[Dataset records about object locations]
= = = = = = =

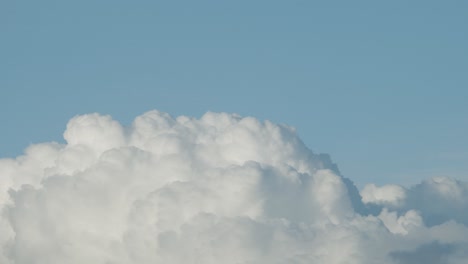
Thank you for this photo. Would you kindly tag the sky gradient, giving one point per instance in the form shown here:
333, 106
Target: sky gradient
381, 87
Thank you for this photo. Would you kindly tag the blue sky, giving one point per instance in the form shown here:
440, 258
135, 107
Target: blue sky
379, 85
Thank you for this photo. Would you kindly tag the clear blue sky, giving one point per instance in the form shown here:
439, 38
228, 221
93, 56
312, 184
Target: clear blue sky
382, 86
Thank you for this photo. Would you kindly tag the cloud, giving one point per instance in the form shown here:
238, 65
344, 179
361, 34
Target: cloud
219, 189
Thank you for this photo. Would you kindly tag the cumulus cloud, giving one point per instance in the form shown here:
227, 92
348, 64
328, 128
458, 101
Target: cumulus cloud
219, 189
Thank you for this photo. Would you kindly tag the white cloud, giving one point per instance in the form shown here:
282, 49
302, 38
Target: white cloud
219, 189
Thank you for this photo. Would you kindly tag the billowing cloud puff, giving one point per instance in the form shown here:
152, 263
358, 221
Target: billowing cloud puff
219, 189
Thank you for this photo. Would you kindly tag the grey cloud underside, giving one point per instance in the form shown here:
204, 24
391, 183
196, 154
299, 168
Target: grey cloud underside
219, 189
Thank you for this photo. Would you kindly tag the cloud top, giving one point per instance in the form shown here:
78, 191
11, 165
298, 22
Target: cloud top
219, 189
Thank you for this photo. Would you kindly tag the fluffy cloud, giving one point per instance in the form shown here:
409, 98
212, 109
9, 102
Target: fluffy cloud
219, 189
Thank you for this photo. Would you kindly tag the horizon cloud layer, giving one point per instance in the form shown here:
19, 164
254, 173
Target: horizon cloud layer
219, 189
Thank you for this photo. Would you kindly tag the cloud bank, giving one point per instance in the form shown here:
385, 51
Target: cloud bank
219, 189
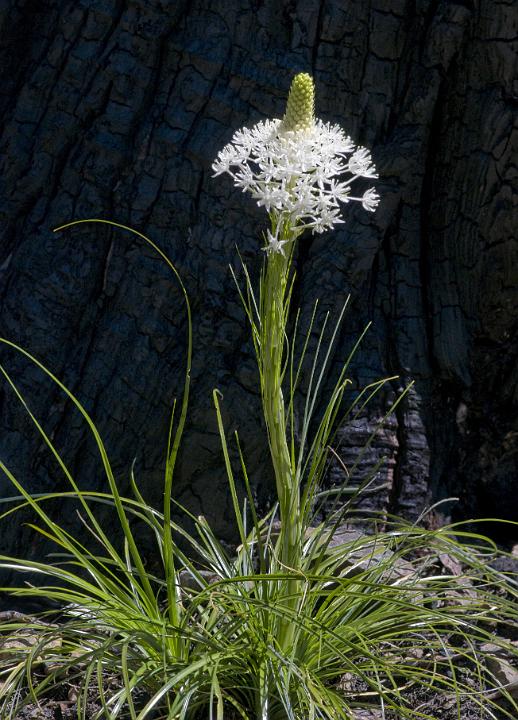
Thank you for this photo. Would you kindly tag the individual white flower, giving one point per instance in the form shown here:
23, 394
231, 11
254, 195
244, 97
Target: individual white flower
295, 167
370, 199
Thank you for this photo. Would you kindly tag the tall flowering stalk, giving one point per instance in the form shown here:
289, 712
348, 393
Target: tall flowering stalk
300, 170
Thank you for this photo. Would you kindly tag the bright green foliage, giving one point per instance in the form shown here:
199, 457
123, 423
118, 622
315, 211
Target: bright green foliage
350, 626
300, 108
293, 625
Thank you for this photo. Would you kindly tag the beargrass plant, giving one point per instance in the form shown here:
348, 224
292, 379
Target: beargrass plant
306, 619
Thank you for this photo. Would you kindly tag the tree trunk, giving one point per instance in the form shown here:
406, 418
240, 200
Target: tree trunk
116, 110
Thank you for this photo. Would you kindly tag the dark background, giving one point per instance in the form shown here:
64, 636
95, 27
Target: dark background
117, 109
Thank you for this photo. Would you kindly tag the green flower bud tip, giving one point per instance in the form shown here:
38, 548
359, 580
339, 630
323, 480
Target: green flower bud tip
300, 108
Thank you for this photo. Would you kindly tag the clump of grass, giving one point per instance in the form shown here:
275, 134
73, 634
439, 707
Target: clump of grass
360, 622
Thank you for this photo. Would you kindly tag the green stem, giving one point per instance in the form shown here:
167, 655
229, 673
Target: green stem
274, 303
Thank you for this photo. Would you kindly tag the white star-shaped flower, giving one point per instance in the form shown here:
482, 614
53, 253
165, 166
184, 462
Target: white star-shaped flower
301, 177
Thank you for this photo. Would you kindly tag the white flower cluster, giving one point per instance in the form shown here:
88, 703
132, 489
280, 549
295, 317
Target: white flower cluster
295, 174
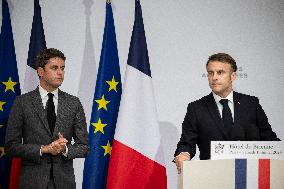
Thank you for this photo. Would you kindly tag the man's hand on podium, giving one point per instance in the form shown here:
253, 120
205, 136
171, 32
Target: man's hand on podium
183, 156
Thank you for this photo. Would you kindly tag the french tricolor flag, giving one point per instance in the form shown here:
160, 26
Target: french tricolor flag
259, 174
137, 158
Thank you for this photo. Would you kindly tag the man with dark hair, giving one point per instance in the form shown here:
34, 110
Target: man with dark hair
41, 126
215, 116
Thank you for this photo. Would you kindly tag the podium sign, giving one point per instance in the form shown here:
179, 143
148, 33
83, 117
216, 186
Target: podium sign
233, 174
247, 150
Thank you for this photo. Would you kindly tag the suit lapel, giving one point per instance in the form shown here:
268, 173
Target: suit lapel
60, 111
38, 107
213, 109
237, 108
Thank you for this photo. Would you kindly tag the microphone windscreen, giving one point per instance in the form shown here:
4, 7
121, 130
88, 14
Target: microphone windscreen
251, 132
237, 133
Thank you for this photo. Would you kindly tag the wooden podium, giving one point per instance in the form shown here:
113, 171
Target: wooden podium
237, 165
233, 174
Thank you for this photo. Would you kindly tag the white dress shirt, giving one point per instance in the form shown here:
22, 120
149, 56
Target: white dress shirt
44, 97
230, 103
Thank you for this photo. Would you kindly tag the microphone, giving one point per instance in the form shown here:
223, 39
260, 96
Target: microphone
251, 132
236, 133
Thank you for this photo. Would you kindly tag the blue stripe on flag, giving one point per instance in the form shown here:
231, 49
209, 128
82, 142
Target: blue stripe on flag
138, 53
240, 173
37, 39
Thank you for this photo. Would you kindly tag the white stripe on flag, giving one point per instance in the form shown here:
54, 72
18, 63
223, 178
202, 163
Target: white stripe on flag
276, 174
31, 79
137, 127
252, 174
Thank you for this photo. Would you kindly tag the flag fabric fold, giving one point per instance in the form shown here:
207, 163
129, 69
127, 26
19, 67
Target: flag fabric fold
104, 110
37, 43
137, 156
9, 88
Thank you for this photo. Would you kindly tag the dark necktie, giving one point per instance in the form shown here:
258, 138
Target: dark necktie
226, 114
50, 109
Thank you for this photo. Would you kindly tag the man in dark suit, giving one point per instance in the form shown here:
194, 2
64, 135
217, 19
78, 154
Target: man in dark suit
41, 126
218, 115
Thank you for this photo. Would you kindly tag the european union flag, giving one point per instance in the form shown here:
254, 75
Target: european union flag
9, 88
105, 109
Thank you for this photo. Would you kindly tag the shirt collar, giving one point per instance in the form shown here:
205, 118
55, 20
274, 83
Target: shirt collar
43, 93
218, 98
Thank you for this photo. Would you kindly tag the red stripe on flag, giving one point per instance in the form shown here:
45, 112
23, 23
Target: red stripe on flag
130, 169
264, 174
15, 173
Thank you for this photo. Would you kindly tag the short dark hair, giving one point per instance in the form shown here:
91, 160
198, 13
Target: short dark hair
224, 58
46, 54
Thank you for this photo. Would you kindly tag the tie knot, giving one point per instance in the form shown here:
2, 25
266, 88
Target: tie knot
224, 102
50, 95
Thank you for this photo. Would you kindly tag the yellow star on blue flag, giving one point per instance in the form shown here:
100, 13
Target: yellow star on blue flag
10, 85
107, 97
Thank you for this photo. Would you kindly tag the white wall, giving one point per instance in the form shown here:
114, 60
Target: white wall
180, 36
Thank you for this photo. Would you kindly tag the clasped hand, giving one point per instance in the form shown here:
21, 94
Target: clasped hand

= = = = = = =

__Problem to work on__: Reproduce the listing word for word, from the line that contains "Thank you for this photo. Would you kindly tag the tie" through the final line of the listing, inclusive.

__Written answer__:
Thank you for this photo. Would you kindly tag the tie knot, giving one point per instance in the form shown here:
2, 25
266, 88
Target: tie knot
224, 102
50, 95
Thank you for this photo. Would you kindly tag the yellow star on blue flag, giving one point per instance in the form shown here:
100, 13
Target: yellow star on blue flag
10, 85
107, 97
Thank you for this photo. Would you kindly tag the white wall, giving one point per instance in the form shown here:
114, 60
Target: white wall
180, 36
Thank you for this photo. Would you kindly tag the clasped hand, giving one point per instance in the form shown here:
21, 94
Target: clasped hand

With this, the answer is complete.